Detection examples:

━━━━━━━━━━━━━━━━━━━━

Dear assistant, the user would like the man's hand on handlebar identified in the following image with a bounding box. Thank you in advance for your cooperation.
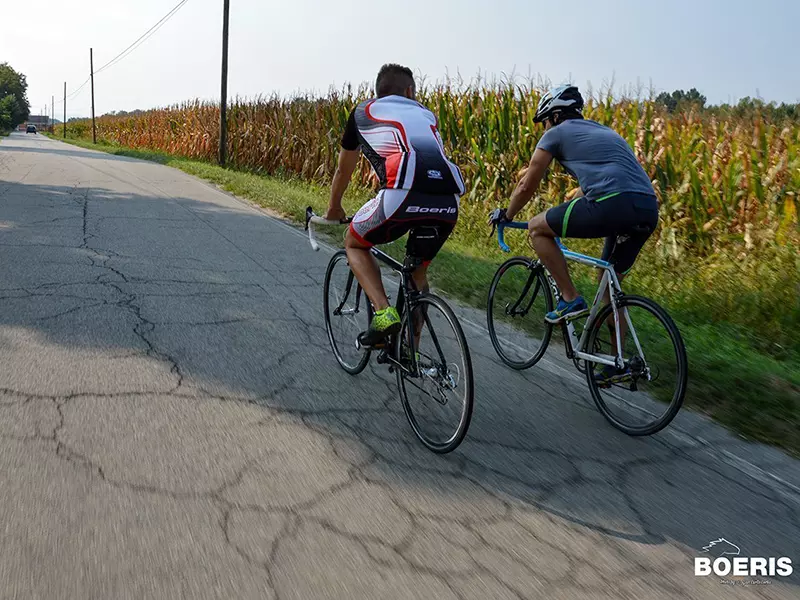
[489,208,510,225]
[489,208,510,237]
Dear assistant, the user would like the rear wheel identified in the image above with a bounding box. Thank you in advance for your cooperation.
[394,294,474,454]
[586,296,688,436]
[323,250,372,375]
[486,256,553,370]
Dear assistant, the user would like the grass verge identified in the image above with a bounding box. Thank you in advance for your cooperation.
[47,136,800,456]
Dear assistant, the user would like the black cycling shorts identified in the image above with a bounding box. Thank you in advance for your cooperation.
[545,192,658,274]
[350,189,458,263]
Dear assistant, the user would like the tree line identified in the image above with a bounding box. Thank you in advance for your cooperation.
[656,88,800,121]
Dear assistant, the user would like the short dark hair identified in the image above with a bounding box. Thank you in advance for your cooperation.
[375,63,416,98]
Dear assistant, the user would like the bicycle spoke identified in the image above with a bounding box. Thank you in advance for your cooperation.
[397,296,472,452]
[486,257,552,369]
[587,296,686,435]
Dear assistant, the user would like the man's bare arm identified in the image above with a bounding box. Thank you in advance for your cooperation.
[325,148,359,221]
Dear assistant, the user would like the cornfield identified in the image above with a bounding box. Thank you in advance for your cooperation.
[70,83,800,346]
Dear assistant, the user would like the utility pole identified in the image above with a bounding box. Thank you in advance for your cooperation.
[89,48,97,144]
[219,0,230,167]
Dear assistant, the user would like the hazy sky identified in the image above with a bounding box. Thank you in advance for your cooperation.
[0,0,800,116]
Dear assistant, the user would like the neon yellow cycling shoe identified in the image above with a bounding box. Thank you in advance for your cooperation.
[358,306,400,346]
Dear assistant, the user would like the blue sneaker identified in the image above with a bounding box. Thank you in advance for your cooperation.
[544,296,589,325]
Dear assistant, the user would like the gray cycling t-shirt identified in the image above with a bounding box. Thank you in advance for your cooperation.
[536,119,655,200]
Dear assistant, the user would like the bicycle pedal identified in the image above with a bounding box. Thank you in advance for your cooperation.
[564,308,589,323]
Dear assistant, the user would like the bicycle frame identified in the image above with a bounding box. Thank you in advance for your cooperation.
[497,222,645,369]
[306,206,445,376]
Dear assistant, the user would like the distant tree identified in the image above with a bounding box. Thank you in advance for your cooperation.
[0,63,31,129]
[656,88,707,112]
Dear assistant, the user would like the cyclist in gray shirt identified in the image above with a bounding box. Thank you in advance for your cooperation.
[490,86,658,380]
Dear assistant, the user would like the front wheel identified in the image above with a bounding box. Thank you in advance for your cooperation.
[586,296,688,436]
[394,294,474,454]
[323,250,372,375]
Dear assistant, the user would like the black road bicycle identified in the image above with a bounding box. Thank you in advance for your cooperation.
[306,207,474,454]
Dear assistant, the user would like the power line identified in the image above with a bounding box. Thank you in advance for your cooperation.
[94,0,189,76]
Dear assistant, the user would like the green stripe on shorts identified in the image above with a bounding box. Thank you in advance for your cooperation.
[561,198,580,237]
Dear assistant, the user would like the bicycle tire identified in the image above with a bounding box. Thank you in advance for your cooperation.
[394,294,475,454]
[486,256,553,371]
[322,250,372,375]
[586,295,688,436]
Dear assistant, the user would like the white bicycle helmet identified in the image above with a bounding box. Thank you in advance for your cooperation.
[533,85,583,123]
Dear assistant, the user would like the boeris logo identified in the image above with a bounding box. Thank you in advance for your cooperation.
[406,206,458,215]
[694,538,794,583]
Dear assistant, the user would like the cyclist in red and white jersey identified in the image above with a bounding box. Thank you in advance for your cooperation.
[326,64,464,345]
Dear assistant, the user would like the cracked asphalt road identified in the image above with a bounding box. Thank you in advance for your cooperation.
[0,134,800,600]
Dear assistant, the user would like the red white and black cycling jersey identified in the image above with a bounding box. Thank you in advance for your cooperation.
[342,96,464,196]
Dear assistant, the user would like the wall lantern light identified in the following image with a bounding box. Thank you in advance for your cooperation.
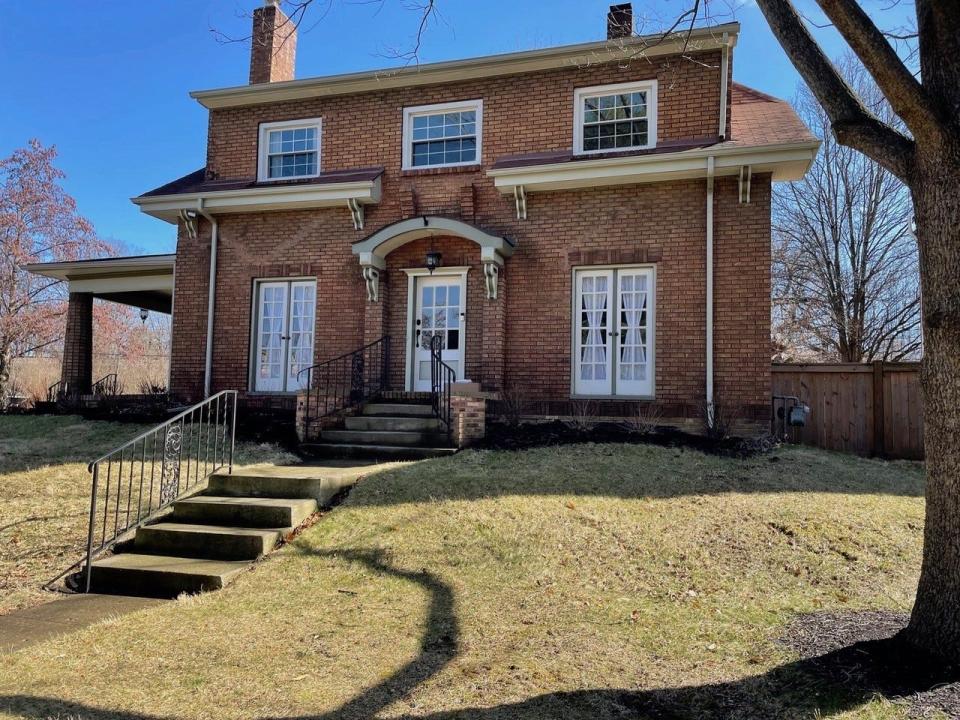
[427,250,443,275]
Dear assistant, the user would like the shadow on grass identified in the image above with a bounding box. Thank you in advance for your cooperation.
[350,443,924,507]
[0,548,958,720]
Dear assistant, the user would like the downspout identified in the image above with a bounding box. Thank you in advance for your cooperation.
[706,155,714,429]
[717,33,730,140]
[197,198,220,398]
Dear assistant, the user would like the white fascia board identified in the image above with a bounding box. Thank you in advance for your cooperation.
[131,177,381,223]
[190,22,740,110]
[487,142,820,194]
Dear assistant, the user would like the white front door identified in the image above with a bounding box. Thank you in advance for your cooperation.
[253,280,316,392]
[573,268,653,397]
[413,275,466,391]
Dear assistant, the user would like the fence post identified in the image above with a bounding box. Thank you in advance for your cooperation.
[870,360,886,457]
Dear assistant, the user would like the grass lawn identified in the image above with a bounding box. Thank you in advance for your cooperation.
[0,420,923,720]
[0,415,297,615]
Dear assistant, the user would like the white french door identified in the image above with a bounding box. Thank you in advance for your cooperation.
[253,280,317,392]
[573,268,654,397]
[413,275,466,391]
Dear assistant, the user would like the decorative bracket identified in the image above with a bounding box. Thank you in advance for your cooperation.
[361,265,380,302]
[347,198,363,230]
[513,185,527,220]
[740,165,753,205]
[180,210,197,240]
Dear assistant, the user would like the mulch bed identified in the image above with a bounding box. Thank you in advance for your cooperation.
[481,420,775,457]
[780,610,960,718]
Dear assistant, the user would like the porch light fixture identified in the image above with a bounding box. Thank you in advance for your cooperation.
[427,250,443,275]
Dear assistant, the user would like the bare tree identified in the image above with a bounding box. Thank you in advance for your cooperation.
[772,56,921,362]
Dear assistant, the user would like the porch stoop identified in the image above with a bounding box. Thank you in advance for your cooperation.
[300,393,457,460]
[91,466,357,597]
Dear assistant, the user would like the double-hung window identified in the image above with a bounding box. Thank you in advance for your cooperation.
[573,80,657,155]
[257,118,321,182]
[403,100,483,170]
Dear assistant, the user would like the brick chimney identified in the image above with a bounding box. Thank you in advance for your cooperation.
[250,0,297,85]
[607,3,633,40]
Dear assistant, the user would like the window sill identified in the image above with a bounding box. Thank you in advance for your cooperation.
[400,163,483,177]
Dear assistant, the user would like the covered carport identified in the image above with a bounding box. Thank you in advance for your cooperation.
[26,255,176,395]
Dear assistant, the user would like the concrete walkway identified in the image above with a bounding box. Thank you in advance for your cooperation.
[0,593,169,653]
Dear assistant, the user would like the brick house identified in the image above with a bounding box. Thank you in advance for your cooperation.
[28,0,818,450]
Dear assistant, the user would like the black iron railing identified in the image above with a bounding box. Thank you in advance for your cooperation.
[91,373,120,395]
[297,335,390,438]
[430,333,457,440]
[47,380,70,402]
[46,390,237,592]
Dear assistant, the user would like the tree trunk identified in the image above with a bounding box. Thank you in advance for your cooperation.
[906,145,960,664]
[0,347,10,410]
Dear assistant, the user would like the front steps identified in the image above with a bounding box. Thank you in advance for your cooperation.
[301,401,456,460]
[91,466,356,597]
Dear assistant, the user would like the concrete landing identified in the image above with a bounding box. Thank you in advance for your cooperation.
[0,593,166,653]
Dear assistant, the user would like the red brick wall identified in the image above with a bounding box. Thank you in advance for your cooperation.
[172,53,770,415]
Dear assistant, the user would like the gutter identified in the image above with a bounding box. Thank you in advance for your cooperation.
[706,156,714,429]
[197,198,220,398]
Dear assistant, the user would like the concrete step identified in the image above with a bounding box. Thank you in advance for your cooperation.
[363,403,433,417]
[207,468,355,507]
[300,442,457,460]
[90,553,250,597]
[343,415,440,432]
[320,430,447,446]
[133,522,284,560]
[166,495,317,528]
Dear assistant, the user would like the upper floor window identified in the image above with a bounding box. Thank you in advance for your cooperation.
[403,100,483,170]
[257,118,320,181]
[573,80,657,154]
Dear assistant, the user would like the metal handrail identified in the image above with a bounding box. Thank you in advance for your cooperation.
[45,390,237,592]
[430,333,457,440]
[47,380,70,402]
[297,335,390,439]
[90,373,118,395]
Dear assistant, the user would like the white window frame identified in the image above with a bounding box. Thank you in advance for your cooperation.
[257,118,323,182]
[247,275,320,395]
[573,80,657,155]
[570,263,657,400]
[401,99,483,170]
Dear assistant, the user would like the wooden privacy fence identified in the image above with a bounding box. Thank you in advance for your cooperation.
[772,362,923,459]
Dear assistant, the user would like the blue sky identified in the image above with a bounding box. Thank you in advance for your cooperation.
[0,0,892,253]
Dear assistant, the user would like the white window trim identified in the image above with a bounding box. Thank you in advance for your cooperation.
[257,118,323,182]
[573,80,657,155]
[401,99,483,170]
[570,263,657,400]
[247,275,319,396]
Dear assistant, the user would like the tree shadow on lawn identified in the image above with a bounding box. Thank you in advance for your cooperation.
[350,443,925,507]
[0,547,960,720]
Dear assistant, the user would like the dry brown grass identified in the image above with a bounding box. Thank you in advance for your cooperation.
[0,436,923,720]
[0,415,296,615]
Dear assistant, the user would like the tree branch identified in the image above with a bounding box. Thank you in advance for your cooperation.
[817,0,939,136]
[757,0,915,184]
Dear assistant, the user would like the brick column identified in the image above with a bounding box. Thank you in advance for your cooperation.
[480,268,507,390]
[60,293,93,394]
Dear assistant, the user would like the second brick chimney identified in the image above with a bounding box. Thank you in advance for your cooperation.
[250,0,297,85]
[607,3,633,40]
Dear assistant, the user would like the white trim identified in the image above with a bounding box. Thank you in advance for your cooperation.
[570,263,657,400]
[190,22,740,109]
[131,177,380,224]
[487,140,820,195]
[257,118,323,182]
[402,265,470,392]
[401,99,483,170]
[573,80,657,155]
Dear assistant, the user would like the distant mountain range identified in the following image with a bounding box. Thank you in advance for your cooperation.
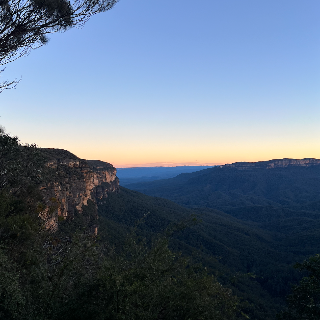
[99,159,320,320]
[117,166,216,187]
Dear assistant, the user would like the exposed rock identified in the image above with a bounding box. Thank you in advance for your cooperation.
[41,149,119,231]
[220,158,320,170]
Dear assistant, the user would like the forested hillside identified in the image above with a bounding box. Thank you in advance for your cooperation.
[0,131,243,320]
[0,132,319,320]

━━━━━━━━━━━━━━━━━━━━

## Objective
Please output the lines of the records exactly, starting at the line that contains "Dear assistant, the user would like the white french" and ending at the line that contains "[180,210,197,240]".

## Solution for this exercise
Dear assistant, the user would like the white french door identified in the image above with a bounding box. Thank you in advance for your cooperation.
[253,280,317,392]
[573,268,654,397]
[413,275,466,391]
Dear assistant, the user would like the decorative bracket identified in the image above with a bounding box. Thank you in advance for your cooperation.
[361,265,380,302]
[347,198,363,230]
[513,185,527,220]
[740,165,753,205]
[180,210,197,240]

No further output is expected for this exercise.